● Your objective:
List each line below that contains the word "mark", reproducing every such line in full.

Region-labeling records
▽

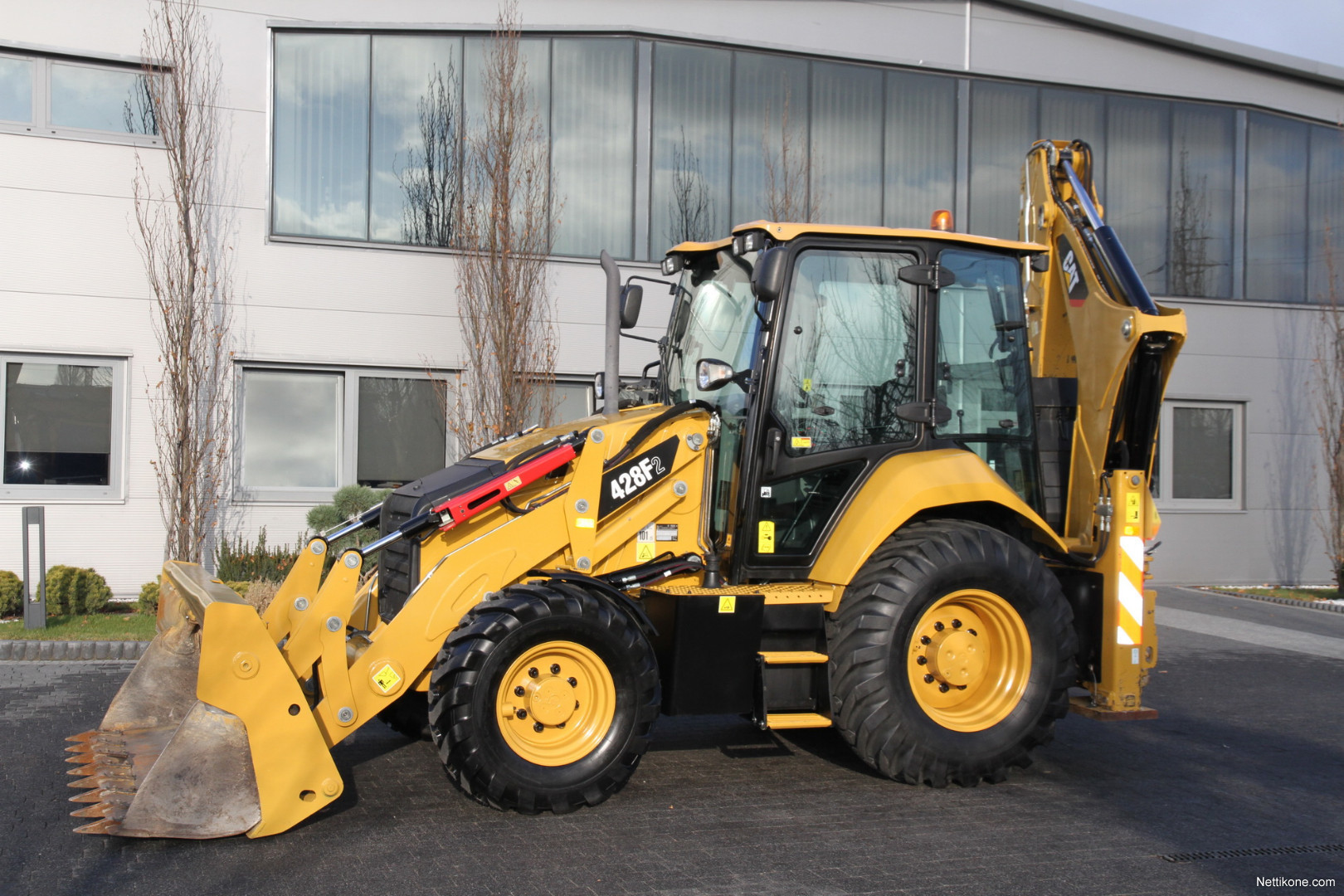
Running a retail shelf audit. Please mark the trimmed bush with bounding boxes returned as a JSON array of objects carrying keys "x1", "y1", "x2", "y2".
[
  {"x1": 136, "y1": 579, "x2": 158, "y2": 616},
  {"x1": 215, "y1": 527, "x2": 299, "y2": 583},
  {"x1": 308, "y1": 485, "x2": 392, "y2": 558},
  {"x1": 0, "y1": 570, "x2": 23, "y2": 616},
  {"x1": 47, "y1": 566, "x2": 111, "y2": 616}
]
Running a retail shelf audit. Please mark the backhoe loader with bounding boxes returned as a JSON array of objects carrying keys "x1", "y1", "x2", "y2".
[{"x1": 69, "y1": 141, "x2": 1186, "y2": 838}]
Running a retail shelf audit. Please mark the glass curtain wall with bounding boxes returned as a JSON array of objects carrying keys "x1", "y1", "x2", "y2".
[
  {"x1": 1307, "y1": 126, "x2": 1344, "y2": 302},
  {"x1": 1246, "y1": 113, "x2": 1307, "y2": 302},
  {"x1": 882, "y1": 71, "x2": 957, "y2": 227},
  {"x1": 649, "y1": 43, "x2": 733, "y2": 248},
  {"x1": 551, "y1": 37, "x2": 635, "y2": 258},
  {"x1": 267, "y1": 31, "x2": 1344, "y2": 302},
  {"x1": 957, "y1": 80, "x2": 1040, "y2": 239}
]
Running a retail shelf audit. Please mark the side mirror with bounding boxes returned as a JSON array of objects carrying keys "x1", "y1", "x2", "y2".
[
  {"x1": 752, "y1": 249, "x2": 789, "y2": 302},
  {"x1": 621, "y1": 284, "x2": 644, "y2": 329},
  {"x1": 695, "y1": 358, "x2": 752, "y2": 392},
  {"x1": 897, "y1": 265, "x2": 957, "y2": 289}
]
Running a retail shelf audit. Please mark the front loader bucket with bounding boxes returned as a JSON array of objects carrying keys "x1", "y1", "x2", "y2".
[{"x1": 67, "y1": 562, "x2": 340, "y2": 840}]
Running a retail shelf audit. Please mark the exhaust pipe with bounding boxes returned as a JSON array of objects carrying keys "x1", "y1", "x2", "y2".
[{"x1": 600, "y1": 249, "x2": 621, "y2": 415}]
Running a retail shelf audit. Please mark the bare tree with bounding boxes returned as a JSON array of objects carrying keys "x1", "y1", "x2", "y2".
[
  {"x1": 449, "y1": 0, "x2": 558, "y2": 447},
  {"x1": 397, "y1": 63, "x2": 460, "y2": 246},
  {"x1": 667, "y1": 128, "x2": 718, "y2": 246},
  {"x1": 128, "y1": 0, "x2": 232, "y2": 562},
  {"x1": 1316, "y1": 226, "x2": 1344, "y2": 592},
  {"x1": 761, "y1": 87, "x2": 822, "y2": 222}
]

△

● Problem solution:
Running a retail shelf audit. Please mark the trimmed bush with bounding boxes returned as a JSON array of objects carrying keys "x1", "y1", "x2", "y2".
Running a retail shelf audit. Please mark the backhoe loader with bounding boxes returned as a JSON array of objects carrying keys "x1", "y1", "x2", "y2".
Running a retail shelf audit. Please mark the glass curtain wall with bounding boxes returned as a JSON array of objects carrying keys "x1", "y1", "x2", "y2".
Running a retail shelf audit. Please mark the side mirror with bounding boxes returned as a JSON array of objects carrying keys "x1", "y1", "x2", "y2".
Running a retail shelf audit. Please mark the front loader bucket with bounding boxes returned as a JSON array of objects carrying keys "x1", "y1", "x2", "y2".
Running a retail shelf audit. Please mark the exhaust pipe with bounding boxes returned as a JSON array of objects carrying keys "x1", "y1", "x2", "y2".
Running a retail shelf audit. Please mark the bare tree with bounding boxes returned as a JSON array of objects carrying keys "x1", "y1", "x2", "y2".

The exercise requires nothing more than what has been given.